(SELECTED TEXT Opens)

I am a terribly impatient person. I’ve planned, prepared and executed life on timelines of my own creation. And then the pandemic hit. My world went from feeling expansive and global to a narrowed focus on my tiny neighborhood. Time slowed. I ran the same tiny loop through the Washington Arboretum each morning and became friends with the ferns I watched slowly unfurl day by day in the spring. I watched the cherry blossoms burst and fade as the leaves filled out the trees. I laid out on warm grass thankful for the shade in the summer, and then watched as the leaves changed colors this autumn before dropping from their branches. I have lived this pandemic constantly being drawn back to Mary Oliver’s “Summer Day” and thinking, “…I don’t know exactly what a prayer is. / I do know how to pay attention…” We are in the last season seen with new eyes during this pandemic. I am paying attention to winter, grateful for the occasional calm morning offering a break from the rain. Exploring some new territory, the mountains surrounding us, and embracing precipitation in new forms.

(SELECTED TEXT Closes)
(RECORDED DATA Opens)

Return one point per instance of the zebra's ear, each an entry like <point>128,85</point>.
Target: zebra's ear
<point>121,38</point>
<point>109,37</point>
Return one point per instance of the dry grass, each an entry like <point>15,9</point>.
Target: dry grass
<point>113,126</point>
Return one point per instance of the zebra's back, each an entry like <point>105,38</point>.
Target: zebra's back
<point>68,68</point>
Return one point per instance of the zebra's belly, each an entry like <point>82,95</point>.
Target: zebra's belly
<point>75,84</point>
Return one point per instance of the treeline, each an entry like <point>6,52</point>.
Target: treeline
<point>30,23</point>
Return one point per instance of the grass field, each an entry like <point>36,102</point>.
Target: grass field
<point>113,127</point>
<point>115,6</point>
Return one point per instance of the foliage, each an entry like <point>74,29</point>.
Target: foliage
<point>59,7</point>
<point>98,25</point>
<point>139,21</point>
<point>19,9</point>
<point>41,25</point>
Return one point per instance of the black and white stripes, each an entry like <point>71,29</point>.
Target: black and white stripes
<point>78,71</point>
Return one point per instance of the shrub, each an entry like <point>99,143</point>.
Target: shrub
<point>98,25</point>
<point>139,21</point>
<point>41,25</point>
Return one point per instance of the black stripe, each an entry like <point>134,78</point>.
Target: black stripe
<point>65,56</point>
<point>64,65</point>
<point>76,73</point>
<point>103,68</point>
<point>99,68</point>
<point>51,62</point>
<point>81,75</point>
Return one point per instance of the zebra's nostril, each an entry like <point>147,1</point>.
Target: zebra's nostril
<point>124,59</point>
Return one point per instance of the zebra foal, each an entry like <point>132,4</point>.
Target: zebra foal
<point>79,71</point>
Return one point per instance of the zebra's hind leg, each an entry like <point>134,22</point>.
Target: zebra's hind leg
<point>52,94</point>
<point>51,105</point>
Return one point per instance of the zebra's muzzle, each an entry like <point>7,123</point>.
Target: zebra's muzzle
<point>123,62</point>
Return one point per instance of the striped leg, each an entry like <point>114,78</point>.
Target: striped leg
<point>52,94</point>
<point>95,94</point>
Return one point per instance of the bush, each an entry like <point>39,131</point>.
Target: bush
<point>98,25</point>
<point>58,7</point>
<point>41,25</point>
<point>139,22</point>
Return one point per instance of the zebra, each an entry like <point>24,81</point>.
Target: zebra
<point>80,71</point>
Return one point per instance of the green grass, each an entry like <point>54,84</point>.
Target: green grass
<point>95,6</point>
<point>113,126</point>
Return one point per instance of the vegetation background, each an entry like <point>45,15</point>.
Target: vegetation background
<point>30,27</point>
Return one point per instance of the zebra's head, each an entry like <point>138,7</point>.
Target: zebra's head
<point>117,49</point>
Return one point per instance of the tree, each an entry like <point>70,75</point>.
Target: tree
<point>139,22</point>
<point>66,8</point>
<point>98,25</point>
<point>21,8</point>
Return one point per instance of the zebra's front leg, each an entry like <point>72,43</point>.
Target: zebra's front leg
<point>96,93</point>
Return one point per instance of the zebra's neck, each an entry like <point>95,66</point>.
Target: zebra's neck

(RECORDED DATA Closes)

◆ **EXERCISE OBJECTIVE**
Continue the personal essay on watching the seasons change during the pandemic, starting after its final sentence.

◆ **OUTPUT OF THE TASK**
I still consider myself impatient, but the past year has felt like a meditation on paying attention to the things that are always around me that I far too often allow to go unnoticed. As I reflect back on the year that has passed, I am filled with immense gratitude. The shifted reality we were all flung into has helped me to learn patience, to sit with the discomfort of uncertainty in new ways, to recognize the incredible efforts of my family, friends, and colleagues to pivot and adapt to the changing world in ways that have supported and sustained themselves and the people around them. This year has made me so incredibly grateful for being a part of UW Medicine and the tremendous efforts of teams across our system to innovate, create, inspire, and endure amidst incredible challenges. Several weeks ago, the first vaccines arrived in Seattle and in our hospitals. With them came a profound sense of hope that we will soon see the end of our seasons impacted by navigating our COVID-19 response. And now, I find myself needing to draw on all that I have learned about patience. My guess is that I am several months away from being vaccinated myself, but I feel such gratitude and relief as each member of our community gets vaccinated, making the environment around us safer for all of us.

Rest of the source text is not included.